▶ Set exercise
Rescale the portion of the entries that runs from the line containing "For the evaluation set, spot each instance of the blond" through the end of the entries, both ends included, and return only that portion. Reproduce every line, requests included, with each coordinate in the answers multiplied by 0.75 and rounded to a whole number, halves rounded up.

▶ Data in this exercise
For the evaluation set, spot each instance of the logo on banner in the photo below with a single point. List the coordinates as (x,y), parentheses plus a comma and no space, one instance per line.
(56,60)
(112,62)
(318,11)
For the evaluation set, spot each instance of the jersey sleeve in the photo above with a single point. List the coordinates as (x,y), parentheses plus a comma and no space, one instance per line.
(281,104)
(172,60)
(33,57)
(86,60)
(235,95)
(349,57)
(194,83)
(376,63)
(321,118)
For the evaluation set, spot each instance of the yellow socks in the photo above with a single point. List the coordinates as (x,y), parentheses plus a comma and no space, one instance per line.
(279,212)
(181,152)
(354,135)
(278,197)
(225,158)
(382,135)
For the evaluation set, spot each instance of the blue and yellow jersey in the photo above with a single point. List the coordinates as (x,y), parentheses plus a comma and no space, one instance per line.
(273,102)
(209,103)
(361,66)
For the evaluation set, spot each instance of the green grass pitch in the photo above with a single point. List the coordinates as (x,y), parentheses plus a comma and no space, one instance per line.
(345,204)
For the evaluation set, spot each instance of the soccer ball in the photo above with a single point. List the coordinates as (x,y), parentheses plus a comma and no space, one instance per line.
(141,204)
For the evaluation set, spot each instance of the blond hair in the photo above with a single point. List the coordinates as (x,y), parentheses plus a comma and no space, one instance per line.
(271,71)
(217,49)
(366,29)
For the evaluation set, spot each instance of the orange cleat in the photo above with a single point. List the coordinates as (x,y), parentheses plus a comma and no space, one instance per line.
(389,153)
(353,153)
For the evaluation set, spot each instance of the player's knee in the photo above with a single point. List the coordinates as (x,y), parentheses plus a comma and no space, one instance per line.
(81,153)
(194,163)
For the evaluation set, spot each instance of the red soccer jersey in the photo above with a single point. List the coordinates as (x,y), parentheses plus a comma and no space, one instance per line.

▶ Answer below
For the evaluation set, spot each instance of the blond hair in the photo above with a single point. List the coordinates as (x,y), parentheses plus a comma and no space, one instance per line.
(203,53)
(163,37)
(275,22)
For the evaluation set, spot each instance of the orange cleat in the photo above with a single point. List the coordinates as (x,y), parentheses plus a comma and no space, one instance per line.
(292,115)
(265,115)
For the evaluation set, spot each instance of the player's knee in the photo above with a single point. List the coordinates as (x,y), parentheses plus a comma and no space, one instance per line.
(61,115)
(146,122)
For the evaluation set, spot each instance of the red soccer jersey in the photo above with a single point. List the coordinates as (x,y), parentheses plus a comma and no space, one instance per line.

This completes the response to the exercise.